RECORDS FOR THE EXERCISE:

▬▬▬▬▬▬

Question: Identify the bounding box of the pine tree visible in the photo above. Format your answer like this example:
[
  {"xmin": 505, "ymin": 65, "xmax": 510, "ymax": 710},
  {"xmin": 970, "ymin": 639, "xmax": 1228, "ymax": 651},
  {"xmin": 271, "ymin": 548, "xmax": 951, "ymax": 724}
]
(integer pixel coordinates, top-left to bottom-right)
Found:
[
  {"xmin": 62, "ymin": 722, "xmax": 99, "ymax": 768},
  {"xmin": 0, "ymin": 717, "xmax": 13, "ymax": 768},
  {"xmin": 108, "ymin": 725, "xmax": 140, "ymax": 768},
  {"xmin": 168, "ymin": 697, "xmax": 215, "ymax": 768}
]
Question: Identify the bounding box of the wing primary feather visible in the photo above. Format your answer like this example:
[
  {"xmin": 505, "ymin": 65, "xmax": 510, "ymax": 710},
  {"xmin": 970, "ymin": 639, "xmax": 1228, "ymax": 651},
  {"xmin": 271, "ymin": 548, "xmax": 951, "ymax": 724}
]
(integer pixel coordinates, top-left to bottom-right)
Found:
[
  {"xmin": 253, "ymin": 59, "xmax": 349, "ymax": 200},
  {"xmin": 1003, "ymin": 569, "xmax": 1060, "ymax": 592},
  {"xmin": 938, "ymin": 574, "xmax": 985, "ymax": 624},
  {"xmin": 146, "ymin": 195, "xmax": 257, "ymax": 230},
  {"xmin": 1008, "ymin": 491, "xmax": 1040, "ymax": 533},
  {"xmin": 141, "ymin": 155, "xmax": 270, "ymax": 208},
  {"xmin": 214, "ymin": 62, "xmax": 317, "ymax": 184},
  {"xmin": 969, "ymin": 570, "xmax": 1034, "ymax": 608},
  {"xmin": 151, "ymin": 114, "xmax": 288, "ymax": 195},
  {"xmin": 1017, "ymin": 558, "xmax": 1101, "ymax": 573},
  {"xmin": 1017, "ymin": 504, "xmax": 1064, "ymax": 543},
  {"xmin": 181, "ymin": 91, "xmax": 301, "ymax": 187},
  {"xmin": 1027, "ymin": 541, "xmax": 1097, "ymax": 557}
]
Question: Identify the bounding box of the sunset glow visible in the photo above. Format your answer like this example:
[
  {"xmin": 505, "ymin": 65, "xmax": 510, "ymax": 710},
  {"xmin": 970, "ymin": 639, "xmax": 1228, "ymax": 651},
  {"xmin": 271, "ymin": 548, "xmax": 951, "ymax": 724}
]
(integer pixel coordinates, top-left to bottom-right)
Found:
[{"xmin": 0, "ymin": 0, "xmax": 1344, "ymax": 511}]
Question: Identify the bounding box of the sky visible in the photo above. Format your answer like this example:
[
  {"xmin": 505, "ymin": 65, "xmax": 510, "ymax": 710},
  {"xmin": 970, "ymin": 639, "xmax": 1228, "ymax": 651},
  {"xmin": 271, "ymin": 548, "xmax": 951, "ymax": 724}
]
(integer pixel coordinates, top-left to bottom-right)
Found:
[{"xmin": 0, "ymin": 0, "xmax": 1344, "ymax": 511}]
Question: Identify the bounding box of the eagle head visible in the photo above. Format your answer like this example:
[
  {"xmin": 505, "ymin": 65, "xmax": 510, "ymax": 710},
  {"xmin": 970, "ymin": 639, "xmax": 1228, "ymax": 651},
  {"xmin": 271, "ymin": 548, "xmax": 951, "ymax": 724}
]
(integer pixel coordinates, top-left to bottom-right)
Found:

▬▬▬▬▬▬

EXERCISE DETAILS:
Please format every line of the material above as a Markdown table with the columns "Row" and "Line", numbering each row and skipping blank lines.

FULL OUTPUT:
| Row | Line |
|---|---|
| 1 | Question: Identify the bounding box of the pine tree visible in the photo above. Format your answer like this example: |
| 2 | [ |
| 3 |   {"xmin": 505, "ymin": 65, "xmax": 510, "ymax": 710}, |
| 4 |   {"xmin": 970, "ymin": 639, "xmax": 1228, "ymax": 651}, |
| 5 |   {"xmin": 271, "ymin": 548, "xmax": 951, "ymax": 724} |
| 6 | ] |
| 7 | (integer pixel coordinates, top-left to bottom-right) |
| 8 | Found: |
| 9 | [ |
| 10 |   {"xmin": 62, "ymin": 722, "xmax": 99, "ymax": 768}, |
| 11 |   {"xmin": 0, "ymin": 717, "xmax": 13, "ymax": 768}, |
| 12 |   {"xmin": 108, "ymin": 725, "xmax": 140, "ymax": 768}, |
| 13 |   {"xmin": 168, "ymin": 697, "xmax": 215, "ymax": 768} |
| 14 | ] |
| 15 | Question: Identify the bounding box of the wing primary feather visible in the photo above. Format your answer like this example: |
| 16 | [ |
| 17 |   {"xmin": 505, "ymin": 65, "xmax": 510, "ymax": 710}, |
| 18 |   {"xmin": 970, "ymin": 639, "xmax": 1228, "ymax": 651}, |
| 19 |   {"xmin": 271, "ymin": 548, "xmax": 951, "ymax": 724} |
| 20 | ] |
| 21 | (integer pixel coordinates, top-left to bottom-right) |
| 22 | Found: |
| 23 | [ |
| 24 |   {"xmin": 253, "ymin": 59, "xmax": 349, "ymax": 200}, |
| 25 |   {"xmin": 1003, "ymin": 569, "xmax": 1060, "ymax": 592}, |
| 26 |   {"xmin": 938, "ymin": 574, "xmax": 985, "ymax": 624}, |
| 27 |   {"xmin": 146, "ymin": 195, "xmax": 257, "ymax": 230}, |
| 28 |   {"xmin": 1008, "ymin": 491, "xmax": 1040, "ymax": 533}, |
| 29 |   {"xmin": 141, "ymin": 155, "xmax": 270, "ymax": 208}, |
| 30 |   {"xmin": 214, "ymin": 62, "xmax": 317, "ymax": 184}, |
| 31 |   {"xmin": 969, "ymin": 570, "xmax": 1034, "ymax": 608}, |
| 32 |   {"xmin": 151, "ymin": 114, "xmax": 288, "ymax": 195}, |
| 33 |   {"xmin": 1017, "ymin": 558, "xmax": 1101, "ymax": 573}, |
| 34 |   {"xmin": 1017, "ymin": 504, "xmax": 1064, "ymax": 543}, |
| 35 |   {"xmin": 181, "ymin": 91, "xmax": 301, "ymax": 187}, |
| 36 |   {"xmin": 1027, "ymin": 541, "xmax": 1097, "ymax": 557} |
| 37 | ] |
| 38 | Question: Identify the bounding box of the sunset glow visible in the photo above. Format your answer like this example: |
| 39 | [ |
| 40 |   {"xmin": 505, "ymin": 65, "xmax": 510, "ymax": 710}, |
| 41 |   {"xmin": 970, "ymin": 639, "xmax": 1228, "ymax": 651}, |
| 42 |   {"xmin": 271, "ymin": 548, "xmax": 951, "ymax": 724} |
| 43 | ] |
| 44 | (integer pixel coordinates, top-left to bottom-right) |
| 45 | Found: |
| 46 | [{"xmin": 0, "ymin": 0, "xmax": 1344, "ymax": 511}] |
| 47 | Question: Identify the bounding box of the sky visible in the photo above. Format your answer like this example: |
| 48 | [ |
| 49 |   {"xmin": 505, "ymin": 65, "xmax": 510, "ymax": 710}, |
| 50 |   {"xmin": 970, "ymin": 639, "xmax": 1228, "ymax": 651}, |
| 51 |   {"xmin": 271, "ymin": 548, "xmax": 951, "ymax": 724} |
| 52 | ] |
| 53 | (integer pixel coordinates, top-left to bottom-right) |
| 54 | Found: |
| 55 | [{"xmin": 0, "ymin": 0, "xmax": 1344, "ymax": 511}] |
| 56 | Question: Identify the bounding box of the eagle head visible in the photo above. Format your answer like this example: |
| 57 | [ |
| 58 |   {"xmin": 505, "ymin": 65, "xmax": 510, "ymax": 710}, |
| 59 |   {"xmin": 970, "ymin": 639, "xmax": 1228, "ymax": 651}, |
| 60 |   {"xmin": 271, "ymin": 548, "xmax": 951, "ymax": 724} |
| 61 | ] |
| 62 | (integer pixel coordinates, top-left to bottom-right) |
| 63 | Found: |